# Page text start
Assignment 4 - Machine Learning and R

Logistics

Due Date: Monday, May 25th at 11:59pm

Policies

Late Policy: All assignments and projects are due at 11:59pm on the due date. Each assignment and project may be turned in up to 24 hours late for a 10% penalty and up to 48 hours late for a 30% penalty. No assignments or projects will be accepted more than 48 hours late. Students have four free late days they may use to turn in work late with no penalty: four 24-hour periods, no pro-rating. This late policy is enforced without exception.

Honor Code: Under the Honor Code at Stanford, you are expected to submit your own original work for assignments, projects, and exams. On many occasions when working on assignments or projects (but never exams!) it is useful to ask others -- the instructor, the TAs, or other students -- for hints, or to talk generally about aspects of the assignment. Such activity is both acceptable and encouraged, but you must indicate on all submitted work any assistance that you received. Any assistance received that is not given proper citation will be considered a violation of the Honor Code. In any event, you are responsible for understanding, writing up, and being able to explain all work that you submit. The course staff will pursue aggressively all suspected cases of Honor Code violations, and they will be handled through official University channels.
# Page text end
# Records start
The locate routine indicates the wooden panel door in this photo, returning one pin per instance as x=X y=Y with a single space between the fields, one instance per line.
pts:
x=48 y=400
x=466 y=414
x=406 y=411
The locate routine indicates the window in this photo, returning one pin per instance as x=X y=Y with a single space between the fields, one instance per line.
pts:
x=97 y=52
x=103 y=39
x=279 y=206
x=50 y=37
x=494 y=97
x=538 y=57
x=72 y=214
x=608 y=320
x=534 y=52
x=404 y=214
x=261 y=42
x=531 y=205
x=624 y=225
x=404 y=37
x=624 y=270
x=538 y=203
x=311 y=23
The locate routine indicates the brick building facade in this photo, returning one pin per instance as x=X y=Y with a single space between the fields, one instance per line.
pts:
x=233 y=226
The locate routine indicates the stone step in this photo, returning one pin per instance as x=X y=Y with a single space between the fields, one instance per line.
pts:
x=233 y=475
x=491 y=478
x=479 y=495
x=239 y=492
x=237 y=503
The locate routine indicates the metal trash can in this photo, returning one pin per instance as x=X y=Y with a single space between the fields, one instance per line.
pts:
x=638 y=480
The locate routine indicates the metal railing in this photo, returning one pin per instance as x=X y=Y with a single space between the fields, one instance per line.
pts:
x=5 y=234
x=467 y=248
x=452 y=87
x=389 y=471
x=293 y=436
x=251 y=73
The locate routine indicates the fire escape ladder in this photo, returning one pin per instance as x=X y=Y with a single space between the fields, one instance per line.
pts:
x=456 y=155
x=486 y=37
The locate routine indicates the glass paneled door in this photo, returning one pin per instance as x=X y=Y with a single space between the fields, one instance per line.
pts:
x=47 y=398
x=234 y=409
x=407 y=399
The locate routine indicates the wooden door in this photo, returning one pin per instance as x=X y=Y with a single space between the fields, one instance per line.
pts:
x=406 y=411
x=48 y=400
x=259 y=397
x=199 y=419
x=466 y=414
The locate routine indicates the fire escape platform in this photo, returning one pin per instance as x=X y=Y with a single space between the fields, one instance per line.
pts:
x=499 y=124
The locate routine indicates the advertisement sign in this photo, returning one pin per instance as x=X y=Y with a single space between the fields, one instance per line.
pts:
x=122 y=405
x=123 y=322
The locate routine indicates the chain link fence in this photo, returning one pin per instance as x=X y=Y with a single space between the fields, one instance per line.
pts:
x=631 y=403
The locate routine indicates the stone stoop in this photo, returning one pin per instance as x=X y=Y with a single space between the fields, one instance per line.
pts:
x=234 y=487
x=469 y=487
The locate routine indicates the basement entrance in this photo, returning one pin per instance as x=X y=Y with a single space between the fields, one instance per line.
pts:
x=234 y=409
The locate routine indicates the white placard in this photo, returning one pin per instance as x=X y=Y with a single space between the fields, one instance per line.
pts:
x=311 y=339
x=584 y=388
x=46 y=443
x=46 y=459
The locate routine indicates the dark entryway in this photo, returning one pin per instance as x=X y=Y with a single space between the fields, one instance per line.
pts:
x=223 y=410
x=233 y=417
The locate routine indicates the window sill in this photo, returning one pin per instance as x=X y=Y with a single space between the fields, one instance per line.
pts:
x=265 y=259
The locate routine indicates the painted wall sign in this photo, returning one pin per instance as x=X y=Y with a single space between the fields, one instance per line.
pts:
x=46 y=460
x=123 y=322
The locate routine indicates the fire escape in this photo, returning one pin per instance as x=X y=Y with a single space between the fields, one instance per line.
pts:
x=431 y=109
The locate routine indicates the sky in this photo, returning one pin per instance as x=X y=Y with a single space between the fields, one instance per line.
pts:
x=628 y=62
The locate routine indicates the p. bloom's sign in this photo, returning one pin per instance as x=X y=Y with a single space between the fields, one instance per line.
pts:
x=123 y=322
# Records end
• **Requirements**:
**A)** From the assignment page, reproduce word for word the passage starting with "Due Date: Monday, May" and going on through "enforced without exception.".
**B)** Pick up the assignment page where it stops and write the next part.
The data above are not needed for this work.

• **Replies**:
**A)**
Due Date: Monday, May 25th at 11:59pm

Policies

Late Policy: All assignments and projects are due at 11:59pm on the due date. Each assignment and project may be turned in up to 24 hours late for a 10% penalty and up to 48 hours late for a 30% penalty. No assignments or projects will be accepted more than 48 hours late. Students have four free late days they may use to turn in work late with no penalty: four 24-hour periods, no pro-rating. This late policy is enforced without exception.

**B)**
Datasets:

This assignment includes familiar datasets from past assignments (Players.csv, Teams.csv, Titanic.csv). All of the data files should be included in our assignment repo.

Setup Instructions:

We will be using Instabase as usual.

You will need the files found at the following link copied to your personal Instabase account: Assignment 4. To copy files to your personal Instabase account, first select all of the files by pressing the "Shift" key while simultaneously clicking on each of the files. This will cause an "Actions" dropdown menu to appear above the file names. Click on this dropdown menu, choose "Copy To", and then copy the files over to your own private Instabase folder (you can create a new private folder at this step if you want). Once you've done this, you should have a private copy of the assignment to work on.
Navigate to the repository where you copied the files to, and the folder should contain PythonMLAssign.ipynb, RAssign.ipynb, and three familiar csv files. Right-click or control-click on the notebook and select Open With > Jupyter. (If you simply double-click on it, it will show you the file but will not run Jupyter notebooks.) Sometimes it will take a minute or so for a new Jupyter server to start up on your behalf. Once it does, you are ready to go! In the notebook you will see clearly where you need to add code for the different steps of each problem.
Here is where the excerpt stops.